Required task |
Please reproduce every line of the material below without changing anything.

Data for the task |
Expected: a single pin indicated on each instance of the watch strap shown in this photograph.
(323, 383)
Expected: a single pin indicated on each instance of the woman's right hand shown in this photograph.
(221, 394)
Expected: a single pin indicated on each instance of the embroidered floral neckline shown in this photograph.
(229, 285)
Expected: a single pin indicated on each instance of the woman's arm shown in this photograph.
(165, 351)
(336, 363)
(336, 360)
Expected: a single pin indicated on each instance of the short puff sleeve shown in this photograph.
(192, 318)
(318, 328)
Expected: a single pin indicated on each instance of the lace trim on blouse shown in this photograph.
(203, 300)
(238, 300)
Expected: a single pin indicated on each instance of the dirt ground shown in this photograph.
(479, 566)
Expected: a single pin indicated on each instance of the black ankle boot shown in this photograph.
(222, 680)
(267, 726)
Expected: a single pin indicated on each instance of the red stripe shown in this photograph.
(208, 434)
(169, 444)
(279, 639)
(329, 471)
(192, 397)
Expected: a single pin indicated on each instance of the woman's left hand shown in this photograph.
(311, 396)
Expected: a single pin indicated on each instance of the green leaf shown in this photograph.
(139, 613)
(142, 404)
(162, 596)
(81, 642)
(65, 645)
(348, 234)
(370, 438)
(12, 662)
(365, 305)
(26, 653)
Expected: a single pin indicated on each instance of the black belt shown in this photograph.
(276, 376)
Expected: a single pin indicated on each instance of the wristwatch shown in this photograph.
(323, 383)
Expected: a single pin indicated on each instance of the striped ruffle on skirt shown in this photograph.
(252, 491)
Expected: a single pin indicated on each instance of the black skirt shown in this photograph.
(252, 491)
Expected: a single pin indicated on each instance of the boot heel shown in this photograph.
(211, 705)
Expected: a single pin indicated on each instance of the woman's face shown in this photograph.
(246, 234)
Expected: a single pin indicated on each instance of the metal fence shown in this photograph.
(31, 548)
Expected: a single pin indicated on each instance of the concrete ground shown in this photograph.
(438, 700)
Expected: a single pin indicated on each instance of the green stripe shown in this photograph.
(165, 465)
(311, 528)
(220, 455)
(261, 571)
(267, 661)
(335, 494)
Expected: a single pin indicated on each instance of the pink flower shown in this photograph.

Complete answer |
Expected: a single pin indicated on each instance of the watch strap shown in this photograph.
(323, 383)
Expected: a single pin indicated on each instance of the woman's right hand shown in this photograph.
(221, 394)
Expected: a single pin indicated on each instance of the embroidered floral neckline shown in this photograph.
(229, 285)
Expected: a single pin indicated on each instance of the woman's arm shown in this photograph.
(165, 351)
(336, 363)
(336, 360)
Expected: a single pin indicated on each instance of the short puff sleeve shown in this photograph.
(192, 318)
(318, 328)
Expected: a single pin indicated on each instance of the lace trim on blouse shown in this photograph.
(203, 300)
(238, 300)
Expected: a single pin indicated on each instance of the dirt ground shown in this photograph.
(479, 566)
Expected: a single pin indicated on each instance of the black ankle boot shown in this photograph.
(222, 680)
(267, 726)
Expected: a single pin indicated on each instance of the red stripe shown in this photograph.
(208, 434)
(169, 444)
(279, 639)
(329, 471)
(192, 397)
Expected: a single pin indicated on each instance of the woman's left hand shown in this photograph.
(311, 396)
Expected: a single pin indicated on each instance of the green leaf shown in this photograph.
(139, 613)
(142, 404)
(162, 596)
(81, 642)
(65, 645)
(348, 234)
(370, 438)
(12, 662)
(365, 305)
(26, 653)
Expected: a single pin indicated on each instance of the black belt shown in this photograph.
(276, 376)
Expected: a single pin indicated on each instance of the wristwatch shown in this photograph.
(323, 383)
Expected: a single pin indicated on each instance of the striped ruffle on skirt shown in this photograph.
(252, 491)
Expected: a single pin indicated on each instance of the black skirt shown in this photograph.
(252, 491)
Expected: a single pin indicated on each instance of the boot heel shown in this photograph.
(211, 705)
Expected: a single pin indicated on each instance of the woman's face shown in this photograph.
(246, 234)
Expected: a single pin indicated on each instance of the metal fence shown in this photograph.
(31, 548)
Expected: a single pin indicated on each instance of the concrete ground shown in this photograph.
(438, 700)
Expected: a single pin indicated on each instance of the green stripe shown in this photograph.
(165, 465)
(311, 528)
(220, 455)
(261, 571)
(267, 661)
(335, 494)
Expected: a single pin indicated on each instance of the pink flower shown in this photograph.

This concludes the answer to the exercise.